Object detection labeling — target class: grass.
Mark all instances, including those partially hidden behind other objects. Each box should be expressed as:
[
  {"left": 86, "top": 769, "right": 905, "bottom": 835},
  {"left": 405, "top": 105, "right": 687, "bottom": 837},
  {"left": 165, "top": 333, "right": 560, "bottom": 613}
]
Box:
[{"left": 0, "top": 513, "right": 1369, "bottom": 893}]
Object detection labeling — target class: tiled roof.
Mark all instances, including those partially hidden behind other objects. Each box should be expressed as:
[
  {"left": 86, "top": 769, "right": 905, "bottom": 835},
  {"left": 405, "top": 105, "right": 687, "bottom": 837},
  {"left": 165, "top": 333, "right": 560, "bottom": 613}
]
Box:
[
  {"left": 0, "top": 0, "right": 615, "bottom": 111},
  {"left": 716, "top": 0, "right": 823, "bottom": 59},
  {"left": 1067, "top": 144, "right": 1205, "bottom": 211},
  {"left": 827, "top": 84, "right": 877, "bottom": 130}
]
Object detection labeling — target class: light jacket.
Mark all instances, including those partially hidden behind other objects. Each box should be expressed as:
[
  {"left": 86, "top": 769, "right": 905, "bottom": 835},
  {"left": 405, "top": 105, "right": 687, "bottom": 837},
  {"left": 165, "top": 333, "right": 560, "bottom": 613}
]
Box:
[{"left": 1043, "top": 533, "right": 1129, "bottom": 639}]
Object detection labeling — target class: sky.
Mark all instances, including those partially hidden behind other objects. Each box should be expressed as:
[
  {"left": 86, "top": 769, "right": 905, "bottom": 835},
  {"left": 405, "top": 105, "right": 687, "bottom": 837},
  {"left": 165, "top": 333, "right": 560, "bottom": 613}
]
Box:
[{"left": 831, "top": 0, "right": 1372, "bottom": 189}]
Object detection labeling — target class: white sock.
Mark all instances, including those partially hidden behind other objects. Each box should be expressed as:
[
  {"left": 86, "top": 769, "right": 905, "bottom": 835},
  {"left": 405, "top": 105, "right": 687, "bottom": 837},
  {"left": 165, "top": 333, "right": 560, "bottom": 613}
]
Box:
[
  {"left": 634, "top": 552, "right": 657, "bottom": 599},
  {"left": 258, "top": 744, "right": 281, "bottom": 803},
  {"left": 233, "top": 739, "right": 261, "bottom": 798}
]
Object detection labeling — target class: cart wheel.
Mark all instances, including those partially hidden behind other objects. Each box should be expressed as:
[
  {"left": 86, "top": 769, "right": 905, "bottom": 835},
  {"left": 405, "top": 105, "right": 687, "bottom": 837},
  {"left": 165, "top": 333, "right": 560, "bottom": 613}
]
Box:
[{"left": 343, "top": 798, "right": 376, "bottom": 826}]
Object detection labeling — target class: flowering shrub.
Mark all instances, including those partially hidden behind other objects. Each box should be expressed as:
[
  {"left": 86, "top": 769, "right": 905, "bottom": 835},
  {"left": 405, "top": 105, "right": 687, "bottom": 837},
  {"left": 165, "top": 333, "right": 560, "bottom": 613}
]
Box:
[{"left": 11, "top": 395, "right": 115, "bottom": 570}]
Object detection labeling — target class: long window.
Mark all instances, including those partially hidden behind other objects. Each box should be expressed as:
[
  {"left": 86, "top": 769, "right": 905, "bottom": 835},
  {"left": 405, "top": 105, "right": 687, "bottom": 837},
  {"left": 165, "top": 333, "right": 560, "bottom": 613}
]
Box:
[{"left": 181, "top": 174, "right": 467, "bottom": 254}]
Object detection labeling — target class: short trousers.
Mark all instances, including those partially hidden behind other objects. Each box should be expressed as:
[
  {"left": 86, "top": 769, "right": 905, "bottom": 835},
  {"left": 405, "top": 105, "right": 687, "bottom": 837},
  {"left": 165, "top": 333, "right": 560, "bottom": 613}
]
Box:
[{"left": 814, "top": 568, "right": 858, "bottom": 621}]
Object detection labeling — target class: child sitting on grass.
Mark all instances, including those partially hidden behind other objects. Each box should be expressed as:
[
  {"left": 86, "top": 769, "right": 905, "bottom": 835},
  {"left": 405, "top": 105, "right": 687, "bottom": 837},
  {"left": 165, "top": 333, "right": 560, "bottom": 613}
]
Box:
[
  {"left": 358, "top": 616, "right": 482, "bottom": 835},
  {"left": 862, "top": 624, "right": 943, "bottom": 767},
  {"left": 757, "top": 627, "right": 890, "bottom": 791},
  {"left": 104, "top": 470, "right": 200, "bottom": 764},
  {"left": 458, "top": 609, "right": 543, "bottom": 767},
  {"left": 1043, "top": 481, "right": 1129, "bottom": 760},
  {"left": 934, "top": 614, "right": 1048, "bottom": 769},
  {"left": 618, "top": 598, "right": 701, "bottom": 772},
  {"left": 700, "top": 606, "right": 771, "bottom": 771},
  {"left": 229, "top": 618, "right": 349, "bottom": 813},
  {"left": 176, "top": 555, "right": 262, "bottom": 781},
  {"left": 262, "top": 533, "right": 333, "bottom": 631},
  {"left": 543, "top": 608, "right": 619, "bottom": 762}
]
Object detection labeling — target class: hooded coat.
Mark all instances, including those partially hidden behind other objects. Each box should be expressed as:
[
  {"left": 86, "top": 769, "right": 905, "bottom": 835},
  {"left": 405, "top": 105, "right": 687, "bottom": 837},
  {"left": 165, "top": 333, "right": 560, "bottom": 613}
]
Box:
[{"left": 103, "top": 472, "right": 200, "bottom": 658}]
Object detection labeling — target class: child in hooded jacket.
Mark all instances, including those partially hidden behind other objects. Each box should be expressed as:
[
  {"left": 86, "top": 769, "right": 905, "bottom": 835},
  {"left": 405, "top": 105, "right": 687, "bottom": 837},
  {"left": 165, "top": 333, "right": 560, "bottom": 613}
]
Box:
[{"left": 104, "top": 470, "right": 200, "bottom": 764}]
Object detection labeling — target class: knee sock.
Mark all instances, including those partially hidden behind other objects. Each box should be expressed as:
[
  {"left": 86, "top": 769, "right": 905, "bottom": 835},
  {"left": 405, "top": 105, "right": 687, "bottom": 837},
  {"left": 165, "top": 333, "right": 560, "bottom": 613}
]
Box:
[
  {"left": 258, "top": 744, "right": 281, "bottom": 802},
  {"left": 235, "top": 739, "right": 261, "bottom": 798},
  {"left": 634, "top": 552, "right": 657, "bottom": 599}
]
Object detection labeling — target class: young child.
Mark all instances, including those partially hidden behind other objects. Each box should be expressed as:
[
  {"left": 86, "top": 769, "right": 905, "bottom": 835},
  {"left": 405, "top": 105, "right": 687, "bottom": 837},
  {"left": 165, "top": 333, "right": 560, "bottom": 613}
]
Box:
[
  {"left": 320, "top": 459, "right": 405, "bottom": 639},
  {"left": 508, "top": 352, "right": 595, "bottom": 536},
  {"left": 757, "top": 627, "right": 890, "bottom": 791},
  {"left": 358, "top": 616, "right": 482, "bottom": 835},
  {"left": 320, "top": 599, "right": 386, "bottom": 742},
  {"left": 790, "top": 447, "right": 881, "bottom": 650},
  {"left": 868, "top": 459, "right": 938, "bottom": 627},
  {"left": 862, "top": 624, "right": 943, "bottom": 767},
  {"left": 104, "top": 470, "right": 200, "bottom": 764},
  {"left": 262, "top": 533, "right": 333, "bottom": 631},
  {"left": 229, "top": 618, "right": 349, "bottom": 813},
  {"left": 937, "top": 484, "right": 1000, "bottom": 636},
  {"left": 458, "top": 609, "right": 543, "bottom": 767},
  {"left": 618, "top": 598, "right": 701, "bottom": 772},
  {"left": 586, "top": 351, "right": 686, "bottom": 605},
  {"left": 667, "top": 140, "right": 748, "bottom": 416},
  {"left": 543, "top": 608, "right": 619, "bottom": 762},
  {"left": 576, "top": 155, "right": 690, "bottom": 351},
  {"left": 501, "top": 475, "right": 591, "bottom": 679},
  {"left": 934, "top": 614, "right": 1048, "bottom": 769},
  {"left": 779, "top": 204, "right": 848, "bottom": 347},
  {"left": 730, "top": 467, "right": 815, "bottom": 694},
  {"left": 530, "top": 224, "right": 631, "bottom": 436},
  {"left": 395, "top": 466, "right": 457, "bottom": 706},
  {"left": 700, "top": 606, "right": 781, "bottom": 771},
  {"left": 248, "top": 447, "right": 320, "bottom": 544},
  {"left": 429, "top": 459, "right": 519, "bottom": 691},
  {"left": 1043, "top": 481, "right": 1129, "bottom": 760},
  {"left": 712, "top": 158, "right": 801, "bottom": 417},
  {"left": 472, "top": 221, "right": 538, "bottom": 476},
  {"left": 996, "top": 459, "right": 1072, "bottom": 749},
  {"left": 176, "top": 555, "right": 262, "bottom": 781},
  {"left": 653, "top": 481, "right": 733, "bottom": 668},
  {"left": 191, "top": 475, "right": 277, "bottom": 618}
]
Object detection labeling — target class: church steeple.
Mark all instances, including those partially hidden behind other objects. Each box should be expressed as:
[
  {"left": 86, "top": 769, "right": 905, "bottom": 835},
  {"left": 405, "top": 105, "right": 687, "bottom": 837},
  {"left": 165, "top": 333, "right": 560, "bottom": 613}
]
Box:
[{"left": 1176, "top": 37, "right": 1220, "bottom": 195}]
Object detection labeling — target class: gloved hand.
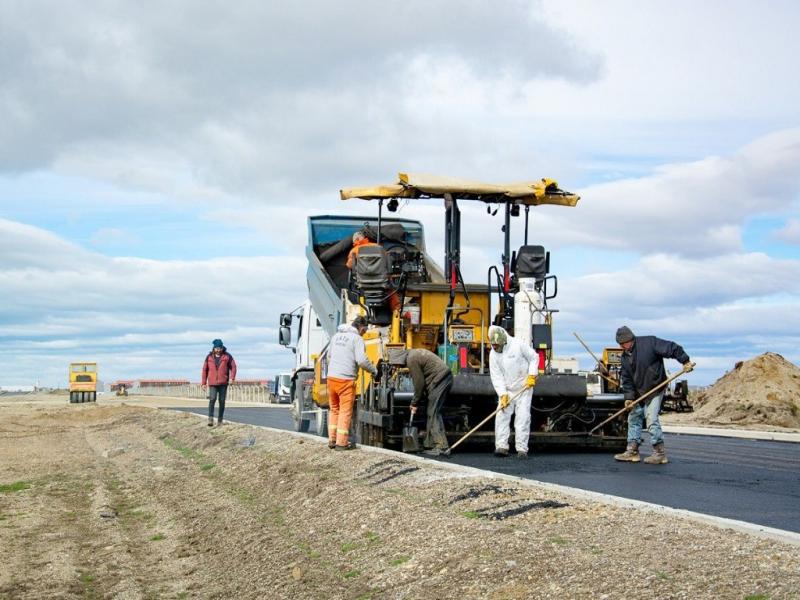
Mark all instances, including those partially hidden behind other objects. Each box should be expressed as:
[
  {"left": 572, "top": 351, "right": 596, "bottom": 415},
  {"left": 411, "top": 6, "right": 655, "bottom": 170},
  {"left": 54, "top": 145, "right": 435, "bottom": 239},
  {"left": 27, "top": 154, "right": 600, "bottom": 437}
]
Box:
[{"left": 625, "top": 392, "right": 635, "bottom": 408}]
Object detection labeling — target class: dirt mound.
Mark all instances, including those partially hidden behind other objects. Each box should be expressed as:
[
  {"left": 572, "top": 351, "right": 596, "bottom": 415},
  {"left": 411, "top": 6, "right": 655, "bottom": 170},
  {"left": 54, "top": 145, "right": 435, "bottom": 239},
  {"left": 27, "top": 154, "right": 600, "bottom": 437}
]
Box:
[{"left": 693, "top": 352, "right": 800, "bottom": 429}]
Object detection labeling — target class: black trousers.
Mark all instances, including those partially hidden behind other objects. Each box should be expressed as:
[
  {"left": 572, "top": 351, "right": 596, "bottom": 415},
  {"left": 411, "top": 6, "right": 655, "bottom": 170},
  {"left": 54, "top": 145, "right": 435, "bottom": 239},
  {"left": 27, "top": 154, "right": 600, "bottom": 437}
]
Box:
[
  {"left": 208, "top": 383, "right": 228, "bottom": 421},
  {"left": 422, "top": 373, "right": 453, "bottom": 450}
]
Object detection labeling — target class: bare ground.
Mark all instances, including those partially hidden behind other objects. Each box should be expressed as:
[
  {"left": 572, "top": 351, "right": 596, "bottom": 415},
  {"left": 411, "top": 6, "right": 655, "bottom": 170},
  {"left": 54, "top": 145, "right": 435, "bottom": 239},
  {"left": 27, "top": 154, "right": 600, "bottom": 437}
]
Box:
[{"left": 0, "top": 403, "right": 800, "bottom": 599}]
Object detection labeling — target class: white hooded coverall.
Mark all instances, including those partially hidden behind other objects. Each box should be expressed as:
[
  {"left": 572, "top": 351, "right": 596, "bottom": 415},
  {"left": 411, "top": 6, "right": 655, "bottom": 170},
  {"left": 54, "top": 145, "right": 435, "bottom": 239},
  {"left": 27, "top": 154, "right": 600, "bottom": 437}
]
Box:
[{"left": 489, "top": 325, "right": 539, "bottom": 452}]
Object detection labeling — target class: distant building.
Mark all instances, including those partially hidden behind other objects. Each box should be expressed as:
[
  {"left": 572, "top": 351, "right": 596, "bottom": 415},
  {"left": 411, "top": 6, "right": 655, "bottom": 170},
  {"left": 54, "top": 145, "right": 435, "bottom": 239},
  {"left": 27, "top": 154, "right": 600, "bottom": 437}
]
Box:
[{"left": 134, "top": 379, "right": 189, "bottom": 389}]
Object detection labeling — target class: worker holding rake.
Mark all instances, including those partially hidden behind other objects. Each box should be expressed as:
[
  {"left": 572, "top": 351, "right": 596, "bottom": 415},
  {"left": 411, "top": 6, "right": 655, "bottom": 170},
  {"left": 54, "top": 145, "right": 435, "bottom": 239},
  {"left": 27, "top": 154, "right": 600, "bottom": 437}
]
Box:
--------
To do. Begin with the line containing "Object detection labeling — target class: worker" and repeat each line exactly until the records above end.

Task response.
Object detection labeling — target class: worker holding rake.
Mark all instances, including those partially hidden behind other objects. Each box should be expressed as:
[
  {"left": 572, "top": 351, "right": 596, "bottom": 415},
  {"left": 411, "top": 6, "right": 655, "bottom": 170},
  {"left": 54, "top": 145, "right": 435, "bottom": 239},
  {"left": 27, "top": 154, "right": 600, "bottom": 437}
]
Box:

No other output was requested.